Data in this exercise =>
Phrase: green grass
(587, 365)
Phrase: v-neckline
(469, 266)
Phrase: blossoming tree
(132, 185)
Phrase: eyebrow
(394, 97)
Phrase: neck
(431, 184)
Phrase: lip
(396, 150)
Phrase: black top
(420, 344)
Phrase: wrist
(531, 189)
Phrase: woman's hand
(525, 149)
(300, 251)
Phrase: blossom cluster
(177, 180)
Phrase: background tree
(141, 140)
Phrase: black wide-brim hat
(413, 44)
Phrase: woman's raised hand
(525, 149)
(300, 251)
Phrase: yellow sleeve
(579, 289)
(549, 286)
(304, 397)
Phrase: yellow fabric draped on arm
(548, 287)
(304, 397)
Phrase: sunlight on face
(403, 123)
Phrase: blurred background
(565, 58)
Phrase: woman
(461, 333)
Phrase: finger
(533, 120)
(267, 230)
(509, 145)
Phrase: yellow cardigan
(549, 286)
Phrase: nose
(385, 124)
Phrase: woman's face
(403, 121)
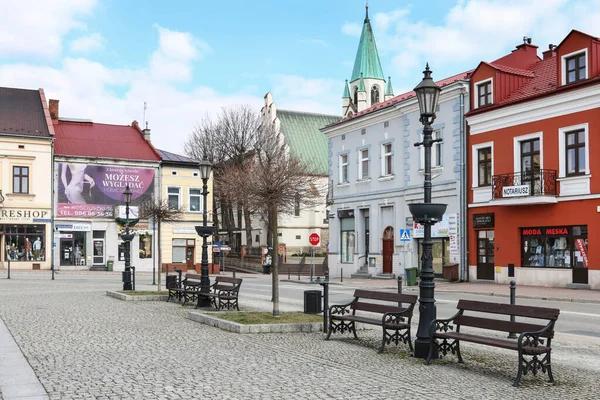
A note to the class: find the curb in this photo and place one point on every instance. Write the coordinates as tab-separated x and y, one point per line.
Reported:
126	297
212	319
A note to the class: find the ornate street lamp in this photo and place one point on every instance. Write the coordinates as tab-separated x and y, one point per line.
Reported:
204	231
426	213
127	238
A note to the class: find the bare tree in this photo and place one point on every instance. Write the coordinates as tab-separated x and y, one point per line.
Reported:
227	140
160	212
273	180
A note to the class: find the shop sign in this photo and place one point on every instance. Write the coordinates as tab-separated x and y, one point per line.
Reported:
483	220
515	191
91	190
23	215
549	231
73	227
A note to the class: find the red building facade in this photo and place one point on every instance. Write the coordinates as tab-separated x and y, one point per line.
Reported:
534	204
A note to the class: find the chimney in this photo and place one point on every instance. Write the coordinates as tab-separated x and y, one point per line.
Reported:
146	132
53	107
550	53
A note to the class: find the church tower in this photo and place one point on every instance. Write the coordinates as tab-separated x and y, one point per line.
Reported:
367	85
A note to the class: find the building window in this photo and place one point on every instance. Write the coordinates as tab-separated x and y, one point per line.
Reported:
21	180
363	165
25	242
575	67
575	153
485	166
297	205
559	247
387	159
484	94
178	251
374	95
145	245
196	200
173	194
344	168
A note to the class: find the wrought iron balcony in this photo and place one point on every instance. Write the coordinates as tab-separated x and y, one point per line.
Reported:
515	186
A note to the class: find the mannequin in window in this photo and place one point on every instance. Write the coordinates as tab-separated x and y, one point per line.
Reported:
374	95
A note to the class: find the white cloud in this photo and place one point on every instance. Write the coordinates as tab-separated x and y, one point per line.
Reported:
36	28
352	29
476	30
88	43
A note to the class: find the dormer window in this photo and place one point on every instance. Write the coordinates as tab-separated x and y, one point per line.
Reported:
484	94
374	95
575	68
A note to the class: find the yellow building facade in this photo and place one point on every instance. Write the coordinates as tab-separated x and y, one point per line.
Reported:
181	187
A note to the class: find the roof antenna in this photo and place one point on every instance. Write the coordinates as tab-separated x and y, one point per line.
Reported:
144	123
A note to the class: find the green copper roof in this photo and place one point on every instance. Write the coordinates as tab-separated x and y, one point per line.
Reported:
367	58
346	91
388	90
302	134
361	84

Direction =>
Put every line of the material above into a numbered list, skipping blank lines and leaving out the pictures.

Answer to this task =>
1. Phrase: green grass
2. (587, 365)
3. Phrase: v-neckline
4. (469, 266)
5. Phrase: blossoming tree
6. (132, 185)
7. Phrase: eyebrow
8. (394, 97)
9. Phrase: neck
10. (431, 184)
11. Phrase: lip
12. (396, 150)
13. Phrase: black top
14. (420, 344)
15. Phrase: wrist
16. (531, 189)
17. Phrase: woman's hand
18. (525, 149)
19. (300, 251)
20. Phrase: blossom cluster
21. (177, 180)
22. Phrase: background tree
23. (141, 140)
24. Phrase: black wide-brim hat
25. (413, 44)
26. Phrase: woman's raised hand
27. (525, 149)
28. (300, 251)
29. Phrase: yellow sleeve
30. (579, 289)
31. (549, 286)
32. (304, 397)
33. Phrase: yellow fabric draped on arm
34. (548, 287)
35. (304, 397)
36. Phrase: sunlight on face
37. (403, 123)
38. Phrase: blurred background
39. (565, 58)
40. Phrase: woman
41. (461, 333)
42. Phrase: finger
43. (533, 120)
44. (267, 230)
45. (509, 145)
46. Phrase: yellow cardigan
47. (549, 286)
48. Phrase: nose
49. (385, 124)
50. Phrase: woman's face
51. (403, 121)
52. A note to the class: find the curb in this photo and place one point on every instance. Write the coordinates as tab-separated x and y, one point per line.
53. Reported:
54. 126	297
55. 212	319
56. A note to the class: find the ornate street lamp in this photo and place one point on every instance. Write the coordinates as tab-separated x and y, one point per line.
57. Reported:
58. 204	231
59. 426	213
60. 127	238
61. A note to the class: find the bare tree in this photo and place one point on every instance. Write the coordinates as tab-separated x and y, one point per line.
62. Reported:
63. 227	140
64. 160	212
65. 273	180
66. A note to the class: find the shop sign in this photo and place one point on every instance. Write the coordinates as tab-separated x and y, one point per line.
67. Reported:
68. 483	220
69. 515	191
70. 91	190
71. 23	215
72. 549	231
73. 73	227
74. A note to the class: find the red building facade in this photo and place one point on every instance. Write the coordinates as tab-separated x and y, one point per line.
75. Reported:
76. 534	204
77. A note to the class: find the chimney in this photo and place one point on every instance. Write the coordinates as tab-separated x and y, one point per line.
78. Reported:
79. 146	132
80. 53	107
81. 550	53
82. A note to the class: find the church tower in this photo and place one point on every instance. Write the coordinates as tab-separated x and y, one point per line.
83. Reported:
84. 367	85
85. A note to the class: find the building window in this photo and place one point on every instance. Write the coordinates as tab-separated x and y, one point per line.
86. Reported:
87. 21	180
88. 363	165
89. 25	242
90. 575	67
91. 575	153
92. 485	166
93. 297	205
94. 559	247
95. 387	159
96. 484	94
97. 178	251
98. 374	95
99. 145	245
100. 196	200
101. 173	194
102. 344	168
103. A note to the class: find the wrought iron balcony in this photo and place one point on every instance. Write the coordinates as tab-separated x and y, one point per line.
104. Reported:
105. 515	186
106. A note to the class: find the mannequin in window in this photo and place one point on every instance. Write the coordinates as tab-separated x and y, one point per line.
107. Reported:
108. 374	95
109. A note to the class: find the white cloud in this photo and place one point on every instance. Write the coordinates as tab-separated x and y, one point per line.
110. Reported:
111. 36	28
112. 352	29
113. 476	30
114. 88	43
115. A note to the class: find the dormer window in this photo and place one point on every instance. Write the coordinates as tab-separated x and y, one point per line.
116. Reported:
117. 484	94
118. 374	95
119. 575	68
120. A note to the class: find the yellow building facade in this photo and place one point on every instance. Write the coordinates as tab-separated x and y, one point per line.
121. Reported:
122. 181	187
123. A note to the class: find the roof antenna in this photo and place one point on every instance. Write the coordinates as tab-separated x and y, one point per line.
124. Reported:
125. 144	123
126. A note to the class: find the green copper roof in this photo and place one point on every instance. Write the coordinates as tab-separated x and y, one point per line.
127. Reported:
128. 367	58
129. 346	91
130. 388	90
131. 302	134
132. 361	84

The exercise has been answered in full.